Written instruction 1 => In the excerpt on Cavendish's Blazing World, what is the imperial city called?
Written instruction 2 => In the excerpt on Cavendish's Blazing World, why does river travel show an organic relationship with nature?
Written instruction 3 =>
Using the excerpt on Cavendish's Blazing World, mark each statement yes or no, and quote the words from the excerpt that settle it.
(a) The ships could be fastened together in a honeycomb pattern.
(b) Strong winds and waves could pull the joined ships apart.
(c) In Paradise, rivers ran between every street.

Excerpt to read =>
--
This combination of mimicry and improvement exemplifies Cavendish’s mechanistic-organic complication of the human relationship with nature, implying that coexistence does not require distance, but rather cooperation and the awareness necessary for mimicry. For example, “they joined as many together as the compass or advantage of the places of the liquid elements would give them leave; for their ships were so ingeniously contrived, that they could fasten them together as close as a honey-comb without waste of place; and being thus united, no wind nor waves were able to separate them.”55 This honeycomb arrangement is an essential addition to Blazing World’s mechanistic-organic use of oceans. Strong winds and waves establish the danger of oceanic travel and prompt technological advancement. This advancement mimics the natural shape of honeycombs, but with man-made materials and improvements appropriating land-nature for oceanic space. However, only “places of the liquid elements” can allow these ships to create such a formation; therefore, creature-seamen must work both with and against natural phenomena. Finally, because the arrangement avoids wasting space, Cavendish assimilates the efficiency of scientific method and advancement in a conscientious use of natural space. Efficiency becomes an organic matter, relying upon and in reaction to unpredictable nature, and conveying an approach of cooperation with environmental elements.
The conscientious use of oceanic space extends to Cavendish’s synthesis of natural and urban geography, as islands comprise a majority of the utopian world and waterways serve both as roads and as geographical outlines defining the map of the world. The imperial city, Paradise, “was divided by a great number of vast and large rivers, all ebbing and flowing, into several islands of unequal distance from each other, which in most parts were as pleasant, healthful, rich, and fruitful, as nature could make them…[and] rivers did run betwixt every street.”56 Because islands are defined by the natural boundaries of oceans, hybrid natural-supernatural definitions percolate onto island space, resulting in fluid laws of nature and society. Roland Greene writes, “Celebrated in productions such as utopias, romances and isolarii, islands are held at a premium in the sixteenth century not merely out of geographical curiosity but because they afford a perspective that can have only an oblique relation to the accumulating and totalizing worldview of the imperial and economic centres.”57 This unique perspective allows island space to embody the mechanistic-organic approach because the water’s natural currents provide a means of travel in cooperation with nature. Humans manipulate nature to construct streets and pull carriages; roads signify the domination of nature by covering ground with elements mined from the earth and modified or by changing the natural geography or landscape of the environment; horses are saddled, bridled, and whipped to pull humans. In contrast, river travel indicates an organic relationship with nature, as the natural current carries boats that do not harm the environment.
--
Stored rows =>
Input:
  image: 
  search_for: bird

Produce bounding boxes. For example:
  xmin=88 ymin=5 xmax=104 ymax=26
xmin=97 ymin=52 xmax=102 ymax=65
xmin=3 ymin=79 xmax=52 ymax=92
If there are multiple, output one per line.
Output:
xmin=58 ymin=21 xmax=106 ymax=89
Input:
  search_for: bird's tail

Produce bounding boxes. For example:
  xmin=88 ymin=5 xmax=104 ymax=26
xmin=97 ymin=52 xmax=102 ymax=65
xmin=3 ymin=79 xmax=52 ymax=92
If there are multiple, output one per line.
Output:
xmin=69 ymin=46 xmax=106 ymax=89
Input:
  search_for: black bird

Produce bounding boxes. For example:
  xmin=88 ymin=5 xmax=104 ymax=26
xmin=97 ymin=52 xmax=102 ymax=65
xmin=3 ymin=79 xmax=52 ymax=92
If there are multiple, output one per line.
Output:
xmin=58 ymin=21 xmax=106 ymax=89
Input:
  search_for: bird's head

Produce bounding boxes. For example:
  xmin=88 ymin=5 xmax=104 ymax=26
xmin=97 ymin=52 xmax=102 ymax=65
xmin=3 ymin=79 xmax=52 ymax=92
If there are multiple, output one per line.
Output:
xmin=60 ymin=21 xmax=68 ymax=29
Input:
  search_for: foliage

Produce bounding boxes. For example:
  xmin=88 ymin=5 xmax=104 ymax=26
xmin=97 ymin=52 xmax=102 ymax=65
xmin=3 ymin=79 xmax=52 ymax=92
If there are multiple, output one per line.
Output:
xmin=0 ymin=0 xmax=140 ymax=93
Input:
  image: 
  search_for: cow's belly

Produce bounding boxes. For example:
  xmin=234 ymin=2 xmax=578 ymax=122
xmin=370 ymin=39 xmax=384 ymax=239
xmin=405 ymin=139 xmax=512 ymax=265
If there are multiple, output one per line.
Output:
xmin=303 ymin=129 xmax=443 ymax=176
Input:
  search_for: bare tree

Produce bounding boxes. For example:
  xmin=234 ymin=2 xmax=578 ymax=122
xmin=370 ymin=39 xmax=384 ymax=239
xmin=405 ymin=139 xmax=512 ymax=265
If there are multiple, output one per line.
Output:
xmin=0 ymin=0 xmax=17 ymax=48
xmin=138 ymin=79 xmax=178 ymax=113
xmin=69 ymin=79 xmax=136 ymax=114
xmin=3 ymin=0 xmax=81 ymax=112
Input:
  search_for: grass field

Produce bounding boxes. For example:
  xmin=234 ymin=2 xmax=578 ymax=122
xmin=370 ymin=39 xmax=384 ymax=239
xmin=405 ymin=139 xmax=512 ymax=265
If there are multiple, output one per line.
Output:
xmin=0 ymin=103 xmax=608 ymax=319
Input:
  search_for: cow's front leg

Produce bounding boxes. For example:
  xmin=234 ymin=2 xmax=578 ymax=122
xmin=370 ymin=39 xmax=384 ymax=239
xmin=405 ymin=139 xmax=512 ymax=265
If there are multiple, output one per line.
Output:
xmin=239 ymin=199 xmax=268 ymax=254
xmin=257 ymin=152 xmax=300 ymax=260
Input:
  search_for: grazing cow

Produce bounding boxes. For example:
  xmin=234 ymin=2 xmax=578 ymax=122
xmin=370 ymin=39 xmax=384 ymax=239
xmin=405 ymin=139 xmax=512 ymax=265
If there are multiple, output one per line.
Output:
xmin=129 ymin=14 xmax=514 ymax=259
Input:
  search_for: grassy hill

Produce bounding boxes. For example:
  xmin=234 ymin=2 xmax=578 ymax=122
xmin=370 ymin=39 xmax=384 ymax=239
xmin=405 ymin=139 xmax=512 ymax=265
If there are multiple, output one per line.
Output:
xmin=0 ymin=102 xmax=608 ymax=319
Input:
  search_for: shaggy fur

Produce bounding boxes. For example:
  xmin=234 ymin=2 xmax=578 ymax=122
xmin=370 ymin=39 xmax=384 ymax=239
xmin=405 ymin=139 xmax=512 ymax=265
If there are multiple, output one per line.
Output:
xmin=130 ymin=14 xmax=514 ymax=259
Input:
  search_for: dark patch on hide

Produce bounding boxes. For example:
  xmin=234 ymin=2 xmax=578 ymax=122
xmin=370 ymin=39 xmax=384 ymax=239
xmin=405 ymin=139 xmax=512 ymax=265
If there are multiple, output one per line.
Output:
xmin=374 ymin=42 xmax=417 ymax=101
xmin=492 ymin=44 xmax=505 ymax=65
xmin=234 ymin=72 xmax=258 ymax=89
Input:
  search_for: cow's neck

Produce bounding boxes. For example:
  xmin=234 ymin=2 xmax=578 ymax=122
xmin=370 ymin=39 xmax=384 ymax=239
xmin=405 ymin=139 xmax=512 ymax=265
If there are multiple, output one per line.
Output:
--
Problem solution 1 => Paradise.

Problem solution 2 => River travel shows an organic relationship because the natural current carries the boats, and those boats do not harm the environment. Roads are different: they cover the ground with elements mined from the earth, and horses are saddled, bridled, and whipped.

Problem solution 3 =>
(a) Yes: "they could fasten them together as close as a honey-comb without waste of place"
(b) No: "no wind nor waves were able to separate them"
(c) Yes: "rivers did run betwixt every street"